- _Point placement records_:
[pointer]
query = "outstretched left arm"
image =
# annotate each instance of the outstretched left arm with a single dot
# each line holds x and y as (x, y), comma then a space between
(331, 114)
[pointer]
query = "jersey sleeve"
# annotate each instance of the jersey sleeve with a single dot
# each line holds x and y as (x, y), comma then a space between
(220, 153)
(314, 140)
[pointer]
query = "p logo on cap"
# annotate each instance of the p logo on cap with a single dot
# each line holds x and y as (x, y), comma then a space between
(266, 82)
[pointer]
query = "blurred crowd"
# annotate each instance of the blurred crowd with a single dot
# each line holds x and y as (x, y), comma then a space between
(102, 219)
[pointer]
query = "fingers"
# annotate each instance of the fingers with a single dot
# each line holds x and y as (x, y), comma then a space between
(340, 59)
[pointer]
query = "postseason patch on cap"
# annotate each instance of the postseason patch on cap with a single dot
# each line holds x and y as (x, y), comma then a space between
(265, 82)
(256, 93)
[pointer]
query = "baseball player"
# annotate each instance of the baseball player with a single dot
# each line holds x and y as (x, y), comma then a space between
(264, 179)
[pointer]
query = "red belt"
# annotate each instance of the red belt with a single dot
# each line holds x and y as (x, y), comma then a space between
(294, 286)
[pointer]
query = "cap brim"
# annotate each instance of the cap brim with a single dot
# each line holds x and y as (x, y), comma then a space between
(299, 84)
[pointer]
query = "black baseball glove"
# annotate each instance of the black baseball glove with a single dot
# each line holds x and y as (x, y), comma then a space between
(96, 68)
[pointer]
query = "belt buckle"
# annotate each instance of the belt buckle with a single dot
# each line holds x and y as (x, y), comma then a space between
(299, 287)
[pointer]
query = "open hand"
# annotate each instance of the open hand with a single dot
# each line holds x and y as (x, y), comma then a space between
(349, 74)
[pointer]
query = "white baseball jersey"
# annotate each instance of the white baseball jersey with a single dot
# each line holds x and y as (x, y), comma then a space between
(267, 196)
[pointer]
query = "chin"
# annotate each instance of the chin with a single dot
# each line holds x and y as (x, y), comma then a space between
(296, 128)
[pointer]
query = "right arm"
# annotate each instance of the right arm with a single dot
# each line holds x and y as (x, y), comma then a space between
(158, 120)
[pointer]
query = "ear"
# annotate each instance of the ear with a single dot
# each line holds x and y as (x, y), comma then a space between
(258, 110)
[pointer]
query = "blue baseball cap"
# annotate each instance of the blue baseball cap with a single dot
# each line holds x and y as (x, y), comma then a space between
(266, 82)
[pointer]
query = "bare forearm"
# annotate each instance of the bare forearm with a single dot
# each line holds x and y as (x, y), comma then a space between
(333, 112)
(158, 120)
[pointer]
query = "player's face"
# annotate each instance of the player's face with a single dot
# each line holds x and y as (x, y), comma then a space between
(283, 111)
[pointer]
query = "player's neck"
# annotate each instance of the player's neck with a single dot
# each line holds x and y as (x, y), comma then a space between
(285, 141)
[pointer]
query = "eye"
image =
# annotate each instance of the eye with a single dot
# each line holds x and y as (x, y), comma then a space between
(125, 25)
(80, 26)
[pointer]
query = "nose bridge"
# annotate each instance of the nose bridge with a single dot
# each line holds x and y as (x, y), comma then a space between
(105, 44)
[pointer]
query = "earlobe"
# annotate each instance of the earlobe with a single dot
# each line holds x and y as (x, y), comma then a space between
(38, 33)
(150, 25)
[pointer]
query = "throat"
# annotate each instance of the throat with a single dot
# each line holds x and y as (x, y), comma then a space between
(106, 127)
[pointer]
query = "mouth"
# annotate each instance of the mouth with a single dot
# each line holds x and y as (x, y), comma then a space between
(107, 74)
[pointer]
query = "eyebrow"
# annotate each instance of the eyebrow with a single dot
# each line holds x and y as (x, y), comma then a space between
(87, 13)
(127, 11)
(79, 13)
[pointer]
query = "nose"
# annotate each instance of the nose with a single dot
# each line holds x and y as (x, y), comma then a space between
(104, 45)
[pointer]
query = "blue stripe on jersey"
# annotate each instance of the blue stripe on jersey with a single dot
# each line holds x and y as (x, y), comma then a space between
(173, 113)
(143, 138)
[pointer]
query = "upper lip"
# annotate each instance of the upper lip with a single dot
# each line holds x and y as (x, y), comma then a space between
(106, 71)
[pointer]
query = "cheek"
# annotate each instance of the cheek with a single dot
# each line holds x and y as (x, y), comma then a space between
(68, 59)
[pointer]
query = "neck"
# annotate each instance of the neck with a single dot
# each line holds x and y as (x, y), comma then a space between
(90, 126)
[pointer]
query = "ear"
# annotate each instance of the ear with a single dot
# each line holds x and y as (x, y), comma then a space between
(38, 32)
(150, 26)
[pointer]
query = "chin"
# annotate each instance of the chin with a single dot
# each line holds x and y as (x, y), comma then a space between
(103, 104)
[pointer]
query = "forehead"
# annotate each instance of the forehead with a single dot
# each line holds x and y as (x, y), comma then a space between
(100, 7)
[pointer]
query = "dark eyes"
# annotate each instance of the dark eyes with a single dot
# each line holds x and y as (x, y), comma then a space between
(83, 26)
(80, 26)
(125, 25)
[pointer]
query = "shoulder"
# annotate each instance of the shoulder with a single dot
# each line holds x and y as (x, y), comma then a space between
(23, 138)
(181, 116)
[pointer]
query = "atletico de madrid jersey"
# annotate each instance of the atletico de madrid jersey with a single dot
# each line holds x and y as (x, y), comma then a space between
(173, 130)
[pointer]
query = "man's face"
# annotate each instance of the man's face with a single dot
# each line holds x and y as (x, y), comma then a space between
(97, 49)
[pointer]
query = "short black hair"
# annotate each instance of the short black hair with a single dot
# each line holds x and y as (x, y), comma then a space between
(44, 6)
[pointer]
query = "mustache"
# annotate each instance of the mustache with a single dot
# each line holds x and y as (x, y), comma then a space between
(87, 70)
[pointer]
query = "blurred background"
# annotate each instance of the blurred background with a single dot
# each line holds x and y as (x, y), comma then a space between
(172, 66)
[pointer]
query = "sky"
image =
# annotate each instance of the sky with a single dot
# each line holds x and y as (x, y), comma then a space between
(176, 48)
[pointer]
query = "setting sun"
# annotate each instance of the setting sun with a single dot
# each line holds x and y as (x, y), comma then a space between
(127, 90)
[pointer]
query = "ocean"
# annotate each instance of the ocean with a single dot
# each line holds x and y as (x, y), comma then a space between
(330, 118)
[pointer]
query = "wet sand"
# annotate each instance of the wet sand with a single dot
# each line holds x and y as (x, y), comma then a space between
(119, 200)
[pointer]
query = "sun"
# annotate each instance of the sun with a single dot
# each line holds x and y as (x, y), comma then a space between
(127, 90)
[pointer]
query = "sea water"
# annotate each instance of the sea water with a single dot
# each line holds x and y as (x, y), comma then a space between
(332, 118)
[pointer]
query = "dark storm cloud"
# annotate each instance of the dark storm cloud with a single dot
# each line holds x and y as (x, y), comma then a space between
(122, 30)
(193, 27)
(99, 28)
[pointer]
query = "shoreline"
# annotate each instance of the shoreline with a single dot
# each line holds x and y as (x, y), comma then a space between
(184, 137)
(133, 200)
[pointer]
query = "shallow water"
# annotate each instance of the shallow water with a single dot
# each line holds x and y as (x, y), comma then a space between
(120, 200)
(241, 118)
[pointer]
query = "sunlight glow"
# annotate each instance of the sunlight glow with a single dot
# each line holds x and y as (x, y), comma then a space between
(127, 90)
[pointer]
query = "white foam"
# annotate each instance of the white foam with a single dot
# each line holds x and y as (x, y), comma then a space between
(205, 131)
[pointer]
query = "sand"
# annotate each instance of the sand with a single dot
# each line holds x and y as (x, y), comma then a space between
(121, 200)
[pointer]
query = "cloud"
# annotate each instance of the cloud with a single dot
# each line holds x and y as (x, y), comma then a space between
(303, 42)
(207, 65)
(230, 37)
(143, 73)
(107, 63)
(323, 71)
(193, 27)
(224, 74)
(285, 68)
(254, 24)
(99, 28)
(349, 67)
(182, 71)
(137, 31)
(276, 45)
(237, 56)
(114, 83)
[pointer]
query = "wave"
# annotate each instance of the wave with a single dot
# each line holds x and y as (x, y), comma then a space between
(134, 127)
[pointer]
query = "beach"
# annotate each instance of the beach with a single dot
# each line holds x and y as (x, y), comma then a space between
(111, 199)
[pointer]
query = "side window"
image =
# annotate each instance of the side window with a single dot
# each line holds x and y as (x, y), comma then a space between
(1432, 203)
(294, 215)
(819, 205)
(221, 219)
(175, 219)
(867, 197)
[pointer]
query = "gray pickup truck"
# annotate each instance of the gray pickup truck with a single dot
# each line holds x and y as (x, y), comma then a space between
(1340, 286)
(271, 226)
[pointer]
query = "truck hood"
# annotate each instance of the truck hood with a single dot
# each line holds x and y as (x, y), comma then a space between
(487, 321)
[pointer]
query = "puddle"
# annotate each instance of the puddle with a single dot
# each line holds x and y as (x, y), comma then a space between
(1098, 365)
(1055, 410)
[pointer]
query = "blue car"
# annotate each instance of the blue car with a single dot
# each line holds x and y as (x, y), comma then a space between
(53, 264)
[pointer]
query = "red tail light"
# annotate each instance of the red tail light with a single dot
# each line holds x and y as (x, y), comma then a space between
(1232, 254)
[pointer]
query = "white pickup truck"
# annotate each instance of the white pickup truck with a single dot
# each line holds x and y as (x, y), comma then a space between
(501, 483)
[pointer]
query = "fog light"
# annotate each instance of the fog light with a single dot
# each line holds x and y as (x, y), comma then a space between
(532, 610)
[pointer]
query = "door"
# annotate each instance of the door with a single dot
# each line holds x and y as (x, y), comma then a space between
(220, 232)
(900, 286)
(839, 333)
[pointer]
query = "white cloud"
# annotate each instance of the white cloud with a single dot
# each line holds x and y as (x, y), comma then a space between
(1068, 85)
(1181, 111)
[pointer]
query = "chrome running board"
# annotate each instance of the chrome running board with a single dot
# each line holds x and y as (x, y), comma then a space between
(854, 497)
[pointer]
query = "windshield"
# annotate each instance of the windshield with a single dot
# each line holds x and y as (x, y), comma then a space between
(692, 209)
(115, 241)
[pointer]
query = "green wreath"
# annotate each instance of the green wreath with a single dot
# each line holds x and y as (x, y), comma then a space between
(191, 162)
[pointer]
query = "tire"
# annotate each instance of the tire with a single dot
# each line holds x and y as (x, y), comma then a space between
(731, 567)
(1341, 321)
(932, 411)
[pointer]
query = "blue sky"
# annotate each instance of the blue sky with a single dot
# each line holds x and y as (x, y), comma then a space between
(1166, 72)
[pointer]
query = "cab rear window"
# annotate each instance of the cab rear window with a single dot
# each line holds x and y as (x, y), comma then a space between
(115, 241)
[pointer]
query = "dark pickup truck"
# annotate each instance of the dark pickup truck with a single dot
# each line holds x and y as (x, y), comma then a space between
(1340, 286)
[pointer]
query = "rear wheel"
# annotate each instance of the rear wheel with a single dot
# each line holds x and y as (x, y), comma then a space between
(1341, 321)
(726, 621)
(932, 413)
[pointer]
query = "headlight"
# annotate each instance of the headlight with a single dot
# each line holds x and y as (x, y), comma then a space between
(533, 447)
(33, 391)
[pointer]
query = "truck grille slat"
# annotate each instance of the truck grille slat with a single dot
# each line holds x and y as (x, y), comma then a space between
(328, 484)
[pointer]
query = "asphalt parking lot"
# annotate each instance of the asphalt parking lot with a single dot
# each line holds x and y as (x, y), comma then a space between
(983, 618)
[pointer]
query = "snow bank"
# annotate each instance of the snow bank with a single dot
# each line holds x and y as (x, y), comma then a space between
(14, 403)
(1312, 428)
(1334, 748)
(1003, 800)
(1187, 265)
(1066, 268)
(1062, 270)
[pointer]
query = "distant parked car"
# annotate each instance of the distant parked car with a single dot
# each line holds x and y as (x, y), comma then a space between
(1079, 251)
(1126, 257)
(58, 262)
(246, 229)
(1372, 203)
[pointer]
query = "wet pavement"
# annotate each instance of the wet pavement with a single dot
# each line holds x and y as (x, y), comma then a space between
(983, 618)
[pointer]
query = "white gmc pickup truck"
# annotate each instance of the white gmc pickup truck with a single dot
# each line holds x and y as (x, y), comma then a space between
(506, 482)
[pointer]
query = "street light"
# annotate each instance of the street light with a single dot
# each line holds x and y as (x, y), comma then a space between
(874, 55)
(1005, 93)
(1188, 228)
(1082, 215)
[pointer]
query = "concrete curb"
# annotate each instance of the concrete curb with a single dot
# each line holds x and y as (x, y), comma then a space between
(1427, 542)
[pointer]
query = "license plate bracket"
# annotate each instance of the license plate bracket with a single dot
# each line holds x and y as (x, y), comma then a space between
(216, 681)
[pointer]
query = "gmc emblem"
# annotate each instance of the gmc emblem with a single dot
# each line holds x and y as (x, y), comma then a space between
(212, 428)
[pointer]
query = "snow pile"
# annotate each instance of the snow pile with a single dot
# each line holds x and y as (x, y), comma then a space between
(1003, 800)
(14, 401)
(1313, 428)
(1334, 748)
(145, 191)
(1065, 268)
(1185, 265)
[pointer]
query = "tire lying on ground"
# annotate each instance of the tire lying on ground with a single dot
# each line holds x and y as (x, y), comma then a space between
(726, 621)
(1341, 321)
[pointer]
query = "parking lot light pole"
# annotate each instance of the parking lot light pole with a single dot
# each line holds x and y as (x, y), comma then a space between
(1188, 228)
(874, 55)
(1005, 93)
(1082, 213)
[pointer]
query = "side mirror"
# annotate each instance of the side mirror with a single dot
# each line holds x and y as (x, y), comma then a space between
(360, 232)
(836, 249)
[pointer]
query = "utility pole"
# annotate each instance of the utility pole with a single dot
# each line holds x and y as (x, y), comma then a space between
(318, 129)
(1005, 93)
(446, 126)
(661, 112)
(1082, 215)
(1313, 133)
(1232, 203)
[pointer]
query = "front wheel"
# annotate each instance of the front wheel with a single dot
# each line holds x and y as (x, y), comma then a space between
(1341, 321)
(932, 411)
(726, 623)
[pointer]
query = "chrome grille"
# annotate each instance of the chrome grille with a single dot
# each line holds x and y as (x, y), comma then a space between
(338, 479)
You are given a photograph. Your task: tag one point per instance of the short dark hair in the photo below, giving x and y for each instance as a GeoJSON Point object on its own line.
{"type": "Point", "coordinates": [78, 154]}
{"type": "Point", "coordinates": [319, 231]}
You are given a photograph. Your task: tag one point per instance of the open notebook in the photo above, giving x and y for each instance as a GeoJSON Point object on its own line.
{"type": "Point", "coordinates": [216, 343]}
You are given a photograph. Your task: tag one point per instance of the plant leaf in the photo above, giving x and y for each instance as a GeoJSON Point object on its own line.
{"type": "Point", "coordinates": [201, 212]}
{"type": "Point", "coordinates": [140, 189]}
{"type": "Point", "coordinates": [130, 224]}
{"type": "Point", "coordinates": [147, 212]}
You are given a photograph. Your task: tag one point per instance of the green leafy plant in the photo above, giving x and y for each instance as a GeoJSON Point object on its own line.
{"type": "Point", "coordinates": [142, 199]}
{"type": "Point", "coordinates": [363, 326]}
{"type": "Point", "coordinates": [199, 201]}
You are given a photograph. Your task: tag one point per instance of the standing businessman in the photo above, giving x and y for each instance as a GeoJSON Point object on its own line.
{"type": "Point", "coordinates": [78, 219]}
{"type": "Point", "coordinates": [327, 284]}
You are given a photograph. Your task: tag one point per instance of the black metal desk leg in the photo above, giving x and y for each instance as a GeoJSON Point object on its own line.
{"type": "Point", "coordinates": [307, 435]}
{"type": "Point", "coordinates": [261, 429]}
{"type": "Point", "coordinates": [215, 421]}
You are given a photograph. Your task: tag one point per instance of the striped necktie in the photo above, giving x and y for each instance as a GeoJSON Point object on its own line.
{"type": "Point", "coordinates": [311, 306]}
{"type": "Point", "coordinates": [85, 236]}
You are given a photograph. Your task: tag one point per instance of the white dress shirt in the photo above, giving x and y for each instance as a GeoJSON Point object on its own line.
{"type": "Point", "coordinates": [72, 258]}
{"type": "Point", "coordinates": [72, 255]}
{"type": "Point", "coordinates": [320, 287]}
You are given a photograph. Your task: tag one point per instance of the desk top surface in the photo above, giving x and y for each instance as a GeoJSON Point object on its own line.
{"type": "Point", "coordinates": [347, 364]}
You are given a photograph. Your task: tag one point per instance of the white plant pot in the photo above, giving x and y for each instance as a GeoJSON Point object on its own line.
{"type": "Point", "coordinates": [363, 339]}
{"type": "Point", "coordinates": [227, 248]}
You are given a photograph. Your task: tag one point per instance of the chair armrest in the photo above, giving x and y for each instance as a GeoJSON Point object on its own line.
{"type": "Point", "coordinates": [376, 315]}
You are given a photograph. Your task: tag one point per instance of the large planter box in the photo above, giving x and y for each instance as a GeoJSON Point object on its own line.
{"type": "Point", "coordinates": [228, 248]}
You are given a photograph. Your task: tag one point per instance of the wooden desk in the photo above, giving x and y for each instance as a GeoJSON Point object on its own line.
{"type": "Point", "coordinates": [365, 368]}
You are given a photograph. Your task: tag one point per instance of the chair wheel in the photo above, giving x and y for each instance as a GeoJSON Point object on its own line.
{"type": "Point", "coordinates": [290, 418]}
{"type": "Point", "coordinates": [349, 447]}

- _EXERCISE REQUIREMENTS_: Return the lines beginning at the one that contains "the white dress" and continuing through the last line of the data, exactly as they stand and without any others.

- _TASK RESULT_:
You are given a photograph. Your task: tag one point per instance of the white dress shirt in the photo above, giving x and y for each instance as a GeoJSON Point object on its own line.
{"type": "Point", "coordinates": [72, 258]}
{"type": "Point", "coordinates": [72, 255]}
{"type": "Point", "coordinates": [320, 287]}
You are given a photograph. Your task: tag one point per instance of the desk top surface in the photo above, giving x and y for each instance as a GeoJSON Point object on its own line.
{"type": "Point", "coordinates": [347, 364]}
You are given a photograph. Your task: tag one point per instance of the white plant pot in the photo above, giving x and y for each instance as a GeoJSON Point object on its own line.
{"type": "Point", "coordinates": [363, 339]}
{"type": "Point", "coordinates": [227, 248]}
You are given a photograph. Your task: tag one point per instance of the chair armrest in the photo above, giving x and y for each instance as a GeoJSON Point object on its own line.
{"type": "Point", "coordinates": [376, 315]}
You are given a photograph. Your task: tag one point per instance of the large planter box in the photo above, giving x and y for each instance as a GeoJSON Point object on its own line.
{"type": "Point", "coordinates": [228, 248]}
You are given a photograph. Your task: tag one point per instance of the wooden desk in the photo above, giving x and y for each instance as a GeoJSON Point object on its own line.
{"type": "Point", "coordinates": [365, 368]}
You are given a photograph. Your task: tag one point per instance of the chair wheel in the photo above, giving x and y for each instance as a GeoJSON Point object on its own line.
{"type": "Point", "coordinates": [290, 418]}
{"type": "Point", "coordinates": [349, 447]}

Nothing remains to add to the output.